**What needs to be done:**
Among the records below, find the lines that hold the word "door" and report how many there are, with no other words.

------

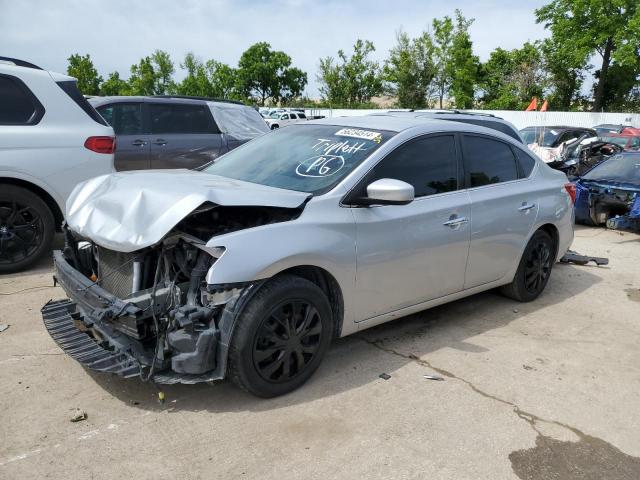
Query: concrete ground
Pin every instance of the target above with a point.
(544, 390)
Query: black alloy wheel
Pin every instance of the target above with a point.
(287, 341)
(538, 266)
(280, 336)
(26, 228)
(534, 269)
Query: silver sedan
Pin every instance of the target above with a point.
(249, 268)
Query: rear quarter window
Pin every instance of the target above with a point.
(71, 89)
(18, 106)
(488, 161)
(526, 162)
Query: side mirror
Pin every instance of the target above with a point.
(388, 191)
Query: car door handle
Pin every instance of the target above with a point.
(455, 221)
(526, 207)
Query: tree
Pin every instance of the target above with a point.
(443, 42)
(510, 78)
(114, 85)
(264, 73)
(152, 75)
(409, 70)
(164, 70)
(465, 64)
(609, 28)
(196, 83)
(354, 80)
(566, 74)
(81, 67)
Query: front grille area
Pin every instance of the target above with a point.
(115, 272)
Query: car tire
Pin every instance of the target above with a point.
(27, 227)
(280, 337)
(534, 269)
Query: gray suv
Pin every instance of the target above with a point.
(176, 132)
(472, 118)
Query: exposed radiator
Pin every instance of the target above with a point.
(115, 272)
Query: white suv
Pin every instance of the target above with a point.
(50, 140)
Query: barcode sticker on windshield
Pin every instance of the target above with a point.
(357, 133)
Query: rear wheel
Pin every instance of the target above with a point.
(534, 269)
(26, 228)
(281, 337)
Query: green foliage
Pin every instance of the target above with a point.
(152, 75)
(81, 67)
(443, 43)
(409, 70)
(210, 79)
(114, 85)
(511, 78)
(267, 74)
(353, 80)
(583, 28)
(465, 65)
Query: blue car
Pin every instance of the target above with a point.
(609, 193)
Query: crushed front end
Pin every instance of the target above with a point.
(147, 313)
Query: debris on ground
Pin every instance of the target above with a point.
(574, 257)
(78, 415)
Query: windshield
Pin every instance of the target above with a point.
(306, 158)
(620, 168)
(240, 121)
(542, 136)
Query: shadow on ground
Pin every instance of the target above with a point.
(354, 361)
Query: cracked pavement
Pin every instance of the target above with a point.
(533, 391)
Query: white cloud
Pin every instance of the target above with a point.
(118, 33)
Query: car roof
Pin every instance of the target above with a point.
(97, 101)
(401, 123)
(555, 127)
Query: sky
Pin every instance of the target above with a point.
(117, 33)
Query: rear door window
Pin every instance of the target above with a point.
(488, 161)
(181, 118)
(125, 118)
(18, 106)
(429, 164)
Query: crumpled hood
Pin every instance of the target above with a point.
(128, 211)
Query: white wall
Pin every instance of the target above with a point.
(521, 119)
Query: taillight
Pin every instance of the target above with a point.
(101, 144)
(571, 190)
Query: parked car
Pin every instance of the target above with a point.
(50, 140)
(610, 192)
(606, 128)
(552, 137)
(473, 118)
(247, 269)
(277, 120)
(628, 138)
(176, 132)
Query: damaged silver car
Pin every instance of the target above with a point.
(248, 269)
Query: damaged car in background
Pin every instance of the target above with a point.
(249, 268)
(571, 150)
(609, 194)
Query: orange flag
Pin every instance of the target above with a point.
(533, 105)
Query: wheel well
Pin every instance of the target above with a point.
(552, 231)
(329, 285)
(48, 199)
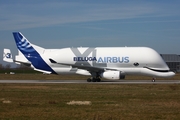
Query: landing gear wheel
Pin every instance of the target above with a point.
(98, 80)
(94, 80)
(89, 80)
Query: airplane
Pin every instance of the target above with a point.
(112, 63)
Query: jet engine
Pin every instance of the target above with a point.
(113, 75)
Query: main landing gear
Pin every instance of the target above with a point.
(154, 79)
(93, 80)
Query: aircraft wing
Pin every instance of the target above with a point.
(84, 67)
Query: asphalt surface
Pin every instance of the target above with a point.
(85, 82)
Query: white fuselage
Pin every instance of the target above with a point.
(128, 60)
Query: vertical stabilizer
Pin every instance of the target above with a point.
(7, 56)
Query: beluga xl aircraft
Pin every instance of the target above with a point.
(98, 62)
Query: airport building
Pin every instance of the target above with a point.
(173, 61)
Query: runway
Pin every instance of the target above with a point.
(85, 82)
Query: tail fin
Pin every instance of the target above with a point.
(25, 46)
(7, 56)
(32, 53)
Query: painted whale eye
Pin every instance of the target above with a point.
(136, 64)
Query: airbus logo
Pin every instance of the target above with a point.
(8, 55)
(103, 59)
(85, 59)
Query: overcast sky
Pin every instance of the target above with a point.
(93, 23)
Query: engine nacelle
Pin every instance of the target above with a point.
(113, 75)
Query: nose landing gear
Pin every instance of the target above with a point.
(93, 80)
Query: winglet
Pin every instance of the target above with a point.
(52, 61)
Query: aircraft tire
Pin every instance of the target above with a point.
(94, 80)
(98, 80)
(89, 80)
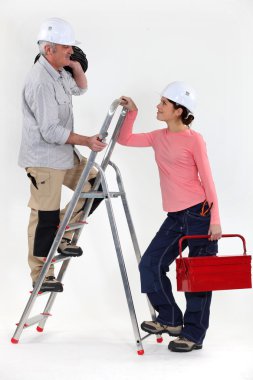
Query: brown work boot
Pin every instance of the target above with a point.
(154, 327)
(182, 344)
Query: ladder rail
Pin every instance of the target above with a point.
(104, 164)
(122, 266)
(131, 227)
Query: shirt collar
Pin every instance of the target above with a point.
(53, 72)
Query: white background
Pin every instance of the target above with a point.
(134, 48)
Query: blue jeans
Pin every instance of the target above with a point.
(155, 262)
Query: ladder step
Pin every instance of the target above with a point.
(34, 320)
(75, 226)
(100, 194)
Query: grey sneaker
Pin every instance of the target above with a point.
(66, 248)
(154, 327)
(50, 284)
(182, 344)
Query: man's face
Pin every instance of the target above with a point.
(58, 55)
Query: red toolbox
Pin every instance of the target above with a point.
(206, 273)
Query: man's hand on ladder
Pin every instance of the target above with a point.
(95, 143)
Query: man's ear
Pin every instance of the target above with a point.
(48, 50)
(179, 111)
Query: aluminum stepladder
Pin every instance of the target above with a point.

------

**Task response:**
2